▸ **Directions for this task**
Type the listing below out again exactly. No images.

▸ **Available records**
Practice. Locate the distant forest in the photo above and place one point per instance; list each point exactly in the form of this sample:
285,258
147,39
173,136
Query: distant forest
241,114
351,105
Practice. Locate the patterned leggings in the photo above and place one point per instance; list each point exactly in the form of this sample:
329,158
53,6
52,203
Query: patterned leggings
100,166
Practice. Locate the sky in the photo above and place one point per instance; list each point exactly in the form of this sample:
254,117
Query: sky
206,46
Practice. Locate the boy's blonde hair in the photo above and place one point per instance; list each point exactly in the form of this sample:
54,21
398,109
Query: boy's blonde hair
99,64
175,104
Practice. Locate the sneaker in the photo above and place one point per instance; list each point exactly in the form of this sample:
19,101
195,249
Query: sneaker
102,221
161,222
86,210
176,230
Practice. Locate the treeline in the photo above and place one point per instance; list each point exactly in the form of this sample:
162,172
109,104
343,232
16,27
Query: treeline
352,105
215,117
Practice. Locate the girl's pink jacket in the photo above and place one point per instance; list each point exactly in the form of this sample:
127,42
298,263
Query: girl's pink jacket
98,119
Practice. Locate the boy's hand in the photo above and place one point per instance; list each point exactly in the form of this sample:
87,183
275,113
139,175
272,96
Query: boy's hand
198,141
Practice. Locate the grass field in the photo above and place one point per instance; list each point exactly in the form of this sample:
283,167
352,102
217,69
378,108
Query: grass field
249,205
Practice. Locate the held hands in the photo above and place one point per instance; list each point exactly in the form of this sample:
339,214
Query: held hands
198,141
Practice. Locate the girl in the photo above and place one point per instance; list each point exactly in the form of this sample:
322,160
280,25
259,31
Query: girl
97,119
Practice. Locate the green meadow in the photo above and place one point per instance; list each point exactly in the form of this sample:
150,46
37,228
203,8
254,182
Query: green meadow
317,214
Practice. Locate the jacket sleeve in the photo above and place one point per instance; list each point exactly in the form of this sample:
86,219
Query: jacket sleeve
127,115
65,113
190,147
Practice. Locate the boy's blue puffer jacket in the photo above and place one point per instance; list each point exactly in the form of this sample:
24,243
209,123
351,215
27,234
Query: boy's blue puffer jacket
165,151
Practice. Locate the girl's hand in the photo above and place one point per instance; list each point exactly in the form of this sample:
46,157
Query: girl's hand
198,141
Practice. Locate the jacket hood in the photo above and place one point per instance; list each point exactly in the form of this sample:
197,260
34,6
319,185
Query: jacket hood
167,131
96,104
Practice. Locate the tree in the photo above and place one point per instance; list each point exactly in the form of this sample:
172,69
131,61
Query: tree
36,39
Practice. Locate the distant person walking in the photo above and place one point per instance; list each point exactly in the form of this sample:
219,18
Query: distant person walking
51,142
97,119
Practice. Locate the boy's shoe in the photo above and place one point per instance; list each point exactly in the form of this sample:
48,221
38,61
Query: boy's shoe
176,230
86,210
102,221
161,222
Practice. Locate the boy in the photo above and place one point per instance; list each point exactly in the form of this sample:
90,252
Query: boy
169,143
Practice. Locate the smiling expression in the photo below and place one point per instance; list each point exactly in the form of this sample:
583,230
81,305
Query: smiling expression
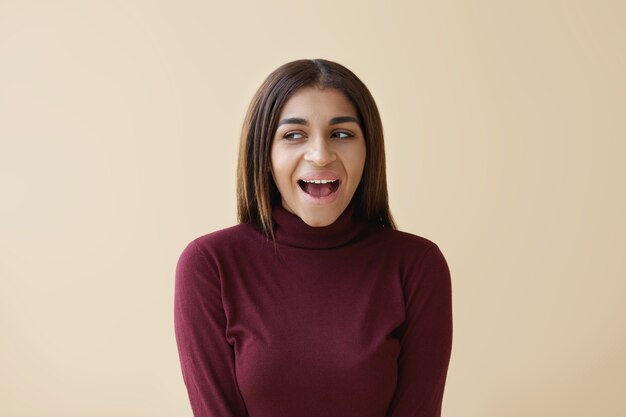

▸ **Task solution**
Practice. Locate the distant forest in the photo above and place one point per instance; list each point exactly in the form of this sample:
285,258
147,39
173,136
Query: distant forest
241,114
351,105
Practice. Locate the patterned leggings in the photo above and place one point per instance; list each point exactly in the form of this sample:
329,158
53,6
52,203
Query: patterned leggings
100,166
Practice. Locate the sky in the photo above and place one point per instance; list each point exactly in the form of this sample:
254,117
Query: sky
206,46
Practice. Locate the boy's blonde hair in the photo above and place one point per instance; list each point exactly in the form of this sample:
54,21
398,109
Query: boy's blonde hair
99,64
175,104
Practice. Locate the sneaker in the photo above and place one point per instance; list each point exactly in the form of this sample:
19,101
195,249
Query: sneaker
102,221
161,222
86,210
176,230
Practice. Locate the treeline in the photo above and place one point per instance; list each point exactly in the form of this sample:
162,172
109,104
343,232
16,27
Query: treeline
352,105
215,117
Practice. Locate the girl's pink jacket in the photo above and place one point per instance; list each point exactly in the form of this sample:
127,42
298,263
Query: girl's pink jacket
98,119
Practice. Locate the boy's hand in the photo above and place one point per instance; list each point exactly in the form of this sample:
87,183
275,113
139,175
272,96
Query: boy's hand
198,141
Practice. Locate the grass field in the photo above and place one point per instance; list each point exactly in the form of this sample:
283,167
352,102
217,69
378,108
Query: grass field
249,205
Practice. Locate the held hands in the photo above and place one point per instance; list each point exactly in the form of this sample:
339,214
Query: held hands
198,141
Practice. Locate the girl in the photo above and place one point per instance; list each point exactly in the form of this sample:
322,160
280,25
259,31
Query: girl
97,119
Practice. Locate the green meadow in the photo above and place one point per instance; list each point exactly in the form of this sample:
150,46
37,228
203,8
254,182
Query: green meadow
317,214
Practice. Locate the jacket sleeve in the photo above and place one point per instance; list each point exactly in the form of this sample:
86,219
Query: jacket sleeve
127,115
65,113
190,147
Practice. Locate the boy's blue puffer jacket in the photo above and place one point per instance; list each point exactly in the form of this sample:
24,243
209,123
351,215
27,234
Query: boy's blue puffer jacket
165,151
Practice. Locate the girl's hand in the photo above and place one point per instance; list each point exactly in the form of this sample:
46,157
Query: girl's hand
198,141
Practice. Locate the jacket hood in the photo above and place one point per instance; list each point exactly in the form of this sample:
197,260
34,6
319,185
Query: jacket hood
167,131
96,104
Practice. Locate the tree in the photo above and place one point per instance; list each point exactly in the form of this sample:
172,69
131,61
Query: tree
36,39
Practice. Locate the distant person walking in the photo above and place one point per instance; list each point exactly in the form of this sample:
219,18
Query: distant person walking
51,142
97,119
Practice. Locate the boy's shoe in the photo above and place one point per instance; list each point exactly in the form of this sample:
48,221
38,61
Query: boy's shoe
176,230
86,210
102,221
161,222
Practice. Locate the boy in the photo above and place one point per instance; list each point exactly in the form of this sample:
90,252
Query: boy
169,143
Practice. Locate the smiling expression in the photo below and place one point per instance; list each point exactly in the form of this sample:
583,230
81,305
Query: smiling expression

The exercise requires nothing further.